_À COMPLÉTER_.
(a) Répondez à ces questions d'après la décision sur le bien-être animal :
(i) À quelle date la partie adverse a-t-elle explicitement rejeté la demande ?
(ii) Dans quels abattoirs les infractions visées par la demande ont-elles été constatées ?
(iii) De combien de jours est le délai prévu à l'article 8bis pour introduire le recours ?
(b) D'après la décision sur le bien-être animal, ces affirmations sont-elles justes ? Répondez par oui ou par non, avec les mots du texte qui le montrent.
(i) Le recours a été envoyé par courriel et par courrier recommandé.
(ii) La Commission se déclare incompétente pour ce recours.
(iii) La partie adverse a répondu le 15 mars 2023.

━━━━━ ARTICLE

Région wallonne – Formulaire d'informations et rapport – Bien-être animal – Protection des intérêts afférents à la recherche ou la poursuite de faits punissables (non) – Communication (non)
[…],
Partie requérante,
CONTRE :
La Région wallonne, le Service Public de Wallonie Agriculture, Ressources naturelles et Environnement, Département de la Police et des Contrôles, Unité du Bien-Être Animal,
Partie adverse,
Vu l’article 32 de la Constitution,
Vu les articles 1er et 8, § 1er, du décret du 30 mars 1995 relatif à la publicité de l’Administration (ci-après, le décret du 30 mars 1995),
Vu l’arrêté du Gouvernement wallon du 9 juillet 1998 fixant la composition et le fonctionnement de la Commission d’accès aux documents administratifs,
Vu le recours introduit par courriel et par courrier adressé par pli recommandé le 11 mars 2023,
Vu la demande d’informations adressée à la partie adverse le 14 mars 2023 et reçue le 15 mars 2023,
Vu la réponse de la partie adverse du 28 mars 2023,
Vu la décision de proroger le délai prévu à l’article 8quinquies, § 1er, du décret du 30 mars 1995, compte tenu de la charge de travail importante de la Commission.
- Objet de la demande
- La demande porte sur l’obtention d’une copie « des formulaires d’information et les rapports reçus par l’Unité du bien-être animal concernant les infractions sur le bien-être animal (lors de l’abattage (étourdissement etc.), le transport, l’infrastructure,…) constatés par les chargés de mission (CDM) de l’AFSCA dans les abattoirs de Liège […], Mouscron […] et Bastogne […] dans la période du 1er janvier 2019 jusqu’à ce jour ».
- Compétence de la Commission
- La Commission est compétente pour connaître du recours.
- Recevabilité du recours
- La demande a été adressée à la partie adverse le 9 février 202
La partie adverse a explicitement rejeté la demande le 6 mars 2023.
La partie requérante a introduit son recours le 11 mars 2023, soit dans le délai de 30 jours prévu à l’article 8bis, alinéa 1er, premier tiret, du décret du 30 mars 1995.
Dès lors, le recours est recevable.
- Selon l’article 1er, alinéa 2, 3°, du décret du 30 mars 1995, un document à caractère personnel se définit comme tout « document administratif comportant une appréciation ou un jugement de valeur relatif à une personne physique nommément désignée ou aisément identifiable, ou la description d'un comportement dont la divulgation peut manifestement causer un préjudice à cette personne ».
Pour toute demande relative à un tel document, l’article 4, § 1er, alinéa 2, du décret du 30 mars 1995, du CDLD prévoit que « le demandeur doit justifier d’un intérêt ».

━━━━━━━━━━
━━━━━ DONNÉES FOURNIES

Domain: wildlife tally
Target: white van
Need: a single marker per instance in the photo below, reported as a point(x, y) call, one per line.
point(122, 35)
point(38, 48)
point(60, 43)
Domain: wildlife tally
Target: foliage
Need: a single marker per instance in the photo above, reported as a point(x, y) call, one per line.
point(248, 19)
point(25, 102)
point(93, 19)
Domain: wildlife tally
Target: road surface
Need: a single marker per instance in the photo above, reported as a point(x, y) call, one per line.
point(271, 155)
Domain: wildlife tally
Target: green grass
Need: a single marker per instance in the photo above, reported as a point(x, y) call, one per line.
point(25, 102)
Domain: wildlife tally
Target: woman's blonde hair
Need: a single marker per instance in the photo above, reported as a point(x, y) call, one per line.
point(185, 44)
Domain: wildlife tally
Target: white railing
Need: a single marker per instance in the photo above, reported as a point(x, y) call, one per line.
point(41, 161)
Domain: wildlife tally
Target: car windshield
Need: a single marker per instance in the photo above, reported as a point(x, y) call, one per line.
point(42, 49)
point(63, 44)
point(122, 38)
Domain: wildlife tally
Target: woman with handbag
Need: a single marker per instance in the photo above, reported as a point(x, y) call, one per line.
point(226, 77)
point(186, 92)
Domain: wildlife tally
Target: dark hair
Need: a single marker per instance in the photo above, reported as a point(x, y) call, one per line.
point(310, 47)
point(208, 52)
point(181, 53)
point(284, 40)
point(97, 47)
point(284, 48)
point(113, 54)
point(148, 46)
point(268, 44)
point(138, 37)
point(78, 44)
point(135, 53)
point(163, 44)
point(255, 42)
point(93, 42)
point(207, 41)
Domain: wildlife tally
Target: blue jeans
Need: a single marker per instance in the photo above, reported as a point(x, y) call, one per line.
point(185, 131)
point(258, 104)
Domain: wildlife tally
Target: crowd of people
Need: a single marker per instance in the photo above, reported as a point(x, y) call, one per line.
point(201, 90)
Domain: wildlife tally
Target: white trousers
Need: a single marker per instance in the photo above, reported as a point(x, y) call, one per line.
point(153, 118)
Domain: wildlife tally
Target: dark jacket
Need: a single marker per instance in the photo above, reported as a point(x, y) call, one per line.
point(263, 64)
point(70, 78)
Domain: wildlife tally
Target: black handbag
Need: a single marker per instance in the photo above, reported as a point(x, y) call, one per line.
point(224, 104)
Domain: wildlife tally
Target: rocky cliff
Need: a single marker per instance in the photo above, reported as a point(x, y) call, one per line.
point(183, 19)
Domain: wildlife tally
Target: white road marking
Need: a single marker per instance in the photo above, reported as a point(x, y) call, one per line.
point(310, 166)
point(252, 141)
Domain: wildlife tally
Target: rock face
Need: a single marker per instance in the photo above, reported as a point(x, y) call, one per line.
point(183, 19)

━━━━━━━━━━

_CORRIGÉ DES EXERCICES_.
(a)
(i) Le 6 mars 2023.
(ii) Dans les abattoirs de Liège, de Mouscron et de Bastogne.
(iii) 30 jours.

(b)
(i) Oui : « Vu le recours introduit par courriel et par courrier adressé par pli recommandé le 11 mars 2023 ».
(ii) Non : « La Commission est compétente pour connaître du recours. »
(iii) Non : « Vu la réponse de la partie adverse du 28 mars 2023 ».